** Supplied data follows **

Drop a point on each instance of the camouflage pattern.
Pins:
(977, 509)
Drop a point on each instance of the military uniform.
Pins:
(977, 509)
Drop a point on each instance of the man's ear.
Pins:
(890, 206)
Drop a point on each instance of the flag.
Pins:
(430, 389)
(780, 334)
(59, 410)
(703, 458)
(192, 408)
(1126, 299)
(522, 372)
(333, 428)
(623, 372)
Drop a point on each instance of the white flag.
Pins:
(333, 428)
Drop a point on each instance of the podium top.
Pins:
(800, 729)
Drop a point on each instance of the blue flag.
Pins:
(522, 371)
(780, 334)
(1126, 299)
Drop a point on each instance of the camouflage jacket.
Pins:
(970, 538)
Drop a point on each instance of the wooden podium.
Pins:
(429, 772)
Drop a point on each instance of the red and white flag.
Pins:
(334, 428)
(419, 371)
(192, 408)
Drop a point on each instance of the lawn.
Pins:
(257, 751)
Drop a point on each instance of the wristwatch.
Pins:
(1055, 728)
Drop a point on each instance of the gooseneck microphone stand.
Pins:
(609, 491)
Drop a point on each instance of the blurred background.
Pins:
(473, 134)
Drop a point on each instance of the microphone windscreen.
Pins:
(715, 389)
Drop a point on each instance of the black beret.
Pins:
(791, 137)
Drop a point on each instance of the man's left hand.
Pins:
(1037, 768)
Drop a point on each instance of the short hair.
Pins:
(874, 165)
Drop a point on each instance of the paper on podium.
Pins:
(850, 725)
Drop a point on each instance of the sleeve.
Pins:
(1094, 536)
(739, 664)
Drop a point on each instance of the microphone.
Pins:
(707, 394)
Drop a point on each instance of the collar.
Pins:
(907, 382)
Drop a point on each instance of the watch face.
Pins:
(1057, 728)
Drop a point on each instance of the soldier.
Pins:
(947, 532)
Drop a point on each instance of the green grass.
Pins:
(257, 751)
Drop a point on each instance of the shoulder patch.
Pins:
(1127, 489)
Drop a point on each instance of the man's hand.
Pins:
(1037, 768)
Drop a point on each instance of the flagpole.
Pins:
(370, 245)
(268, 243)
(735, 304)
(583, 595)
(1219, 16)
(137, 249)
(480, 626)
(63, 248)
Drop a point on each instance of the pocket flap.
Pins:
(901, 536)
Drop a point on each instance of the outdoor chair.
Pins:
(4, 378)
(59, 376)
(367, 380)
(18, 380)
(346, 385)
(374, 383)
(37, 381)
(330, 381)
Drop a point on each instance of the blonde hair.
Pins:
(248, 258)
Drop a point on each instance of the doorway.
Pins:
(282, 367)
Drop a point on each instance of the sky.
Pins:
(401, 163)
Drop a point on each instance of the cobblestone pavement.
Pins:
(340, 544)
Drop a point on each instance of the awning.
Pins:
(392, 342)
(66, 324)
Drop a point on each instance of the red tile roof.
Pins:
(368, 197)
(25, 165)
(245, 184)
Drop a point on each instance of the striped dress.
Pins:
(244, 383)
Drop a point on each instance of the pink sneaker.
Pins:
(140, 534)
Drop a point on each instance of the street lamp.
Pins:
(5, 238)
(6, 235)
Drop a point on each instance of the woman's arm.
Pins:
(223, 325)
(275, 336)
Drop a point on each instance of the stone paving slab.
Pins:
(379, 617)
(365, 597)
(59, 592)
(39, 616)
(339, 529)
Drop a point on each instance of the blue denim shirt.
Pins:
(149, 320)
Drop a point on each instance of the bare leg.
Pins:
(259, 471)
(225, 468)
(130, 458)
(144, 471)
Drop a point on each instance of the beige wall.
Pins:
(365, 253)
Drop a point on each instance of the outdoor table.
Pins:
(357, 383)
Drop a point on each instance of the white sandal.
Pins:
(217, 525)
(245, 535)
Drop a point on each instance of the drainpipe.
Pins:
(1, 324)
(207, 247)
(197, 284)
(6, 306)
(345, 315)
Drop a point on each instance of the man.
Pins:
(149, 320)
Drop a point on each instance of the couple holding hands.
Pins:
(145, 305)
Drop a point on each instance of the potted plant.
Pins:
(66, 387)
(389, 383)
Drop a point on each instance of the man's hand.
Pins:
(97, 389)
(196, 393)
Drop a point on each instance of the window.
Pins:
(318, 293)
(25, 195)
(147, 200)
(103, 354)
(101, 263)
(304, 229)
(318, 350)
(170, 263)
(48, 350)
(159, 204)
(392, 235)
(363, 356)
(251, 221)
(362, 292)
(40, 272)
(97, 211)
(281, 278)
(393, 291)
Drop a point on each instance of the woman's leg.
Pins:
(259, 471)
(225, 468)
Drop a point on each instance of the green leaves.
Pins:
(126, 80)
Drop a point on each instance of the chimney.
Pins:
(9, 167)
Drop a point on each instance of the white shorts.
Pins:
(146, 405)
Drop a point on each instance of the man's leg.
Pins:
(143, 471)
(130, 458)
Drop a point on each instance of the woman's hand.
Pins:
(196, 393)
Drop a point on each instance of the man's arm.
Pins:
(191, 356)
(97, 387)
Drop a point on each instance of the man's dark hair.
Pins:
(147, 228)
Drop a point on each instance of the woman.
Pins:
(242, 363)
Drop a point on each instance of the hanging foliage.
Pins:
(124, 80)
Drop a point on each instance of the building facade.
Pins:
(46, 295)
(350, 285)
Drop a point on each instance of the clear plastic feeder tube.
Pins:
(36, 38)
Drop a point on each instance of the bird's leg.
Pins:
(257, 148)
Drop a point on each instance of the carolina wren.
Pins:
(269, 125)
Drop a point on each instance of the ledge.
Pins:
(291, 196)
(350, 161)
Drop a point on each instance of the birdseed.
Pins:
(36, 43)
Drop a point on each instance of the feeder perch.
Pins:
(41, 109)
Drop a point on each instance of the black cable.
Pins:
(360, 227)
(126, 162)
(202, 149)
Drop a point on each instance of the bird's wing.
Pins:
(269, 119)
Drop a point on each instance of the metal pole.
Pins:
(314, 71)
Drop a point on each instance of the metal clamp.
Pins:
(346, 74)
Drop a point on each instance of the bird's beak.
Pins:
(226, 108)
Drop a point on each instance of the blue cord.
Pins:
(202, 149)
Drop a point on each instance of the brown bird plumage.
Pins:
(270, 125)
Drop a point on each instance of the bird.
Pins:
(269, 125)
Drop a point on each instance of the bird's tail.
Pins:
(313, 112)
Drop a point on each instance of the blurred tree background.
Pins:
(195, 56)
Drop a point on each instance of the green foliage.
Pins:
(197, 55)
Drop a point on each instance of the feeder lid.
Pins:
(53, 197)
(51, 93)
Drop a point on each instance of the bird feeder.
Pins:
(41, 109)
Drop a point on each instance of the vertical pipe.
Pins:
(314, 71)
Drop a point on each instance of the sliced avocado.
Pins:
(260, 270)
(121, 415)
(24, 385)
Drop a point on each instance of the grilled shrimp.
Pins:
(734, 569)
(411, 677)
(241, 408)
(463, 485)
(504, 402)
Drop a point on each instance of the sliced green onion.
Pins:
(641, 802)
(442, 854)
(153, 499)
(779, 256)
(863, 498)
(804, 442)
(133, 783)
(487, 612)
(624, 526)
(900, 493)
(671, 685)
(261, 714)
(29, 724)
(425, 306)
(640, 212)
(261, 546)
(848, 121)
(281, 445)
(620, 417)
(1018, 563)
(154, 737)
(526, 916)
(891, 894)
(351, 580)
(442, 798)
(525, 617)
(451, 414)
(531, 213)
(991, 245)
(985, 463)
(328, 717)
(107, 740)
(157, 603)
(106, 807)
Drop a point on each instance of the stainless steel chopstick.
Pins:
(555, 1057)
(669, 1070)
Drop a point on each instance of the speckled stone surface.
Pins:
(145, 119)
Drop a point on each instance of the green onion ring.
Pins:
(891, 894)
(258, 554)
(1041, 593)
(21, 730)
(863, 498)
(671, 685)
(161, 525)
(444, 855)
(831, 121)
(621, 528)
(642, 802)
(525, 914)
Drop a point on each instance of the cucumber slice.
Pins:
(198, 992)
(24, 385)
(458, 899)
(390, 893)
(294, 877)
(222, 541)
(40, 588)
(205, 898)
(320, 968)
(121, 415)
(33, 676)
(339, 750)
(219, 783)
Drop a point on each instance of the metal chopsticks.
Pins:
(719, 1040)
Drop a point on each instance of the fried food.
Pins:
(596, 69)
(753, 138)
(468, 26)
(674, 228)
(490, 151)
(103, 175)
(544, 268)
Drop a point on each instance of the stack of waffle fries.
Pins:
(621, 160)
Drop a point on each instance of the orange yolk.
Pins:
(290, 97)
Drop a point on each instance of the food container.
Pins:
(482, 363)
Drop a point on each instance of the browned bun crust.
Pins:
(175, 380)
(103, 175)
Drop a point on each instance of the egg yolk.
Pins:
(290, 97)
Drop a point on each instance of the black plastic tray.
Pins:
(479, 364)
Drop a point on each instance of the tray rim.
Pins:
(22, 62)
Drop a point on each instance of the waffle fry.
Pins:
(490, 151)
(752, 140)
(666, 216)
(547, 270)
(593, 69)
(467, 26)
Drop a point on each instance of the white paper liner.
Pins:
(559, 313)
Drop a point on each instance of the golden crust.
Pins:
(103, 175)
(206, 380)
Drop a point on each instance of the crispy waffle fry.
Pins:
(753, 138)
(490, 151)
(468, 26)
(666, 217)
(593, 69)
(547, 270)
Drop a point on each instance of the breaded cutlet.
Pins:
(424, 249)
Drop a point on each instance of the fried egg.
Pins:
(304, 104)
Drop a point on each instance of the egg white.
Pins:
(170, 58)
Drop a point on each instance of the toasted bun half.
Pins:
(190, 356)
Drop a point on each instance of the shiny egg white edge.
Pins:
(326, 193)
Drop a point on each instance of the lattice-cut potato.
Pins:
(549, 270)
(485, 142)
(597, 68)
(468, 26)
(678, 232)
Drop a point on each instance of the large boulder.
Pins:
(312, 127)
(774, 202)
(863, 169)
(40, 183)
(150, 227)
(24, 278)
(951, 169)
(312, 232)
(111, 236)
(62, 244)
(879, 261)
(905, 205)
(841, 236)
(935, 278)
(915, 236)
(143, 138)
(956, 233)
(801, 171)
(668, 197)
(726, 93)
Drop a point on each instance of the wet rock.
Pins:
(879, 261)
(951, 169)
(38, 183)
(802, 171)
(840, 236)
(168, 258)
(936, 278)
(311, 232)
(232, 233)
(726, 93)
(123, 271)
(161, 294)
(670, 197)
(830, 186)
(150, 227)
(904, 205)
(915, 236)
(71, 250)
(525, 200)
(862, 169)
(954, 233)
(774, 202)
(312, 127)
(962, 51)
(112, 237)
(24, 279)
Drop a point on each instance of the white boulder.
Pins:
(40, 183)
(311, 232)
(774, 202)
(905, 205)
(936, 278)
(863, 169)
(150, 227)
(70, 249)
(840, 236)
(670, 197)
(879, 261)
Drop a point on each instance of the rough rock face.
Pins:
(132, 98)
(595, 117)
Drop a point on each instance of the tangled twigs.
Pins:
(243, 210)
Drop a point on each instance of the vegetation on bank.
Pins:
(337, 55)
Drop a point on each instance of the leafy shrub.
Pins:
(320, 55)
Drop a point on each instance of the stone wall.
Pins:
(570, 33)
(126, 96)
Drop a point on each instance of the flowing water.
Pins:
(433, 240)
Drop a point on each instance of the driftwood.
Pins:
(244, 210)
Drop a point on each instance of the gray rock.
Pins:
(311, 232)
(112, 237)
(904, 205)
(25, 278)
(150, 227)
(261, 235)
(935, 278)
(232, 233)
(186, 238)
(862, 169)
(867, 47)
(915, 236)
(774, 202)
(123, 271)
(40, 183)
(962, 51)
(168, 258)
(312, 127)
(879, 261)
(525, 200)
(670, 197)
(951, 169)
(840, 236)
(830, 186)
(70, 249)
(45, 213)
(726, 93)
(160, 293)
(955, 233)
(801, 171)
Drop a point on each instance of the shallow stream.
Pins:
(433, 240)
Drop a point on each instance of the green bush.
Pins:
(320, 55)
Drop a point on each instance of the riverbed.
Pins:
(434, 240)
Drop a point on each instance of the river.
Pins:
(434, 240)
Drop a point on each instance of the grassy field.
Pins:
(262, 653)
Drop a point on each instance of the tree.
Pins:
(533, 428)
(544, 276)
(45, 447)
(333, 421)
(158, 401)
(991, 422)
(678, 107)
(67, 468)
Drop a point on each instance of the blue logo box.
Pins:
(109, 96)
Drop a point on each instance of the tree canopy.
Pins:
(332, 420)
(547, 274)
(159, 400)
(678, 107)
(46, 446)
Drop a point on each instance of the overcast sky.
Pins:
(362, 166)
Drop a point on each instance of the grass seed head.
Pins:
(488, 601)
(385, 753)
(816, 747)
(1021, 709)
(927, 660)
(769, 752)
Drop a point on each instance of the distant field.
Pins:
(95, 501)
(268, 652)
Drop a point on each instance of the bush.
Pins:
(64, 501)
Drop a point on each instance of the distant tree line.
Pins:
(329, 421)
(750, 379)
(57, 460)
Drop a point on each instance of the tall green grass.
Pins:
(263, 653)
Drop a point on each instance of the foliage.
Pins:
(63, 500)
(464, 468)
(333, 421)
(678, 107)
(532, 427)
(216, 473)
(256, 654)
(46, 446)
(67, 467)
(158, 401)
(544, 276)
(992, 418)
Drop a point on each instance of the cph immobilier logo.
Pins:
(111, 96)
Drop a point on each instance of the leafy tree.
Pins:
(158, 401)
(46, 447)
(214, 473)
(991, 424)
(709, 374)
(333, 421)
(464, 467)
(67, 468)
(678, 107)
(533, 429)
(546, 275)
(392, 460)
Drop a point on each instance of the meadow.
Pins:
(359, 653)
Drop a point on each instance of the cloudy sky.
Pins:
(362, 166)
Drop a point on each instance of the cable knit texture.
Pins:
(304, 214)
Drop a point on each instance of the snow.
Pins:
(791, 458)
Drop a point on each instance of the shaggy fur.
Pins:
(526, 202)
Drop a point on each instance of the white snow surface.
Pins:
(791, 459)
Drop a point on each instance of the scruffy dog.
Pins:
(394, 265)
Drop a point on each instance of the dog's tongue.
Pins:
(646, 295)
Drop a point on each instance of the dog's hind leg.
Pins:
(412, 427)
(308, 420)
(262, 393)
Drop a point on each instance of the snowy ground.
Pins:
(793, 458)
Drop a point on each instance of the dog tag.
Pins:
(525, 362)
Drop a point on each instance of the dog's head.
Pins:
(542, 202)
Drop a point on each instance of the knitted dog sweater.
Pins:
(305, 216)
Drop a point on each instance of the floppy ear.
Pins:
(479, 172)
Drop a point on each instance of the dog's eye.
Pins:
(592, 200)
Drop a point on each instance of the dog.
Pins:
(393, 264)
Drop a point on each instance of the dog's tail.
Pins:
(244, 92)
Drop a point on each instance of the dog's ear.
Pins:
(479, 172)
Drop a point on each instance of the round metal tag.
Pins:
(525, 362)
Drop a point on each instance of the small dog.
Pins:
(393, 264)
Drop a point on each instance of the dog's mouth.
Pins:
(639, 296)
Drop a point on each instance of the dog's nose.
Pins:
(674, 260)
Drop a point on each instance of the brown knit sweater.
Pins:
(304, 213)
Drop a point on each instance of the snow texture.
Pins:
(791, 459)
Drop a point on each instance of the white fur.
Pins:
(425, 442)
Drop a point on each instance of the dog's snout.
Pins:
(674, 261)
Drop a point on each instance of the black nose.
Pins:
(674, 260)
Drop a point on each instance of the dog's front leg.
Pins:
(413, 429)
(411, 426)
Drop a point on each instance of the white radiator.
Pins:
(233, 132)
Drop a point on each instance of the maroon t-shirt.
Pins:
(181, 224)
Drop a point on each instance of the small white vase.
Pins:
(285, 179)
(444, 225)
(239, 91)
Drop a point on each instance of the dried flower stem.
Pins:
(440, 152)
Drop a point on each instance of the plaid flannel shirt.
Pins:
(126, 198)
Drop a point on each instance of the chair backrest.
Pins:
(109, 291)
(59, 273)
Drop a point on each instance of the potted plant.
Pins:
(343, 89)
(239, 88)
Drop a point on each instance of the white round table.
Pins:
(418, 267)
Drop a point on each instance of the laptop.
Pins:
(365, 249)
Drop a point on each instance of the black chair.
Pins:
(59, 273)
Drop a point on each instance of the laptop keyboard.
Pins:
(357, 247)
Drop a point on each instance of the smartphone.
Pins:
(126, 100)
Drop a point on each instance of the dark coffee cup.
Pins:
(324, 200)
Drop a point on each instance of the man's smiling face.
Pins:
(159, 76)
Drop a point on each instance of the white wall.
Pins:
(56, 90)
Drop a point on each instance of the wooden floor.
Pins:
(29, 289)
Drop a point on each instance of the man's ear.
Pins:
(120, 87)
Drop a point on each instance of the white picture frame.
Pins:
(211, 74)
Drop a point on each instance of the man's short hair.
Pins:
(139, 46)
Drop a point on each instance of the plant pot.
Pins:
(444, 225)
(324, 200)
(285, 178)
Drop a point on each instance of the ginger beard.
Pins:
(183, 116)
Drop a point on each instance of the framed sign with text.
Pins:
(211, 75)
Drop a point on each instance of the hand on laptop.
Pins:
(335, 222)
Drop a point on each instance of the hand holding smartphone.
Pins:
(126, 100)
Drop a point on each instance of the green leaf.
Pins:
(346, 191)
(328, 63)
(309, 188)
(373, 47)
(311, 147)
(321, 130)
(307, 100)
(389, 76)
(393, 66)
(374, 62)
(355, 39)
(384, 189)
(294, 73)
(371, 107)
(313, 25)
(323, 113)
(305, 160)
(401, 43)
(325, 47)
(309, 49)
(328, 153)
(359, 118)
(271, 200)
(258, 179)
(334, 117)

** End of Supplied data **

> _Aim of the task_: Show all lines from the data above in which the word "foliage" appears.

> _Solution to the exercise_:
Drop a point on each instance of the hanging foliage.
Drop a point on each instance of the green foliage.
Drop a point on each instance of the foliage.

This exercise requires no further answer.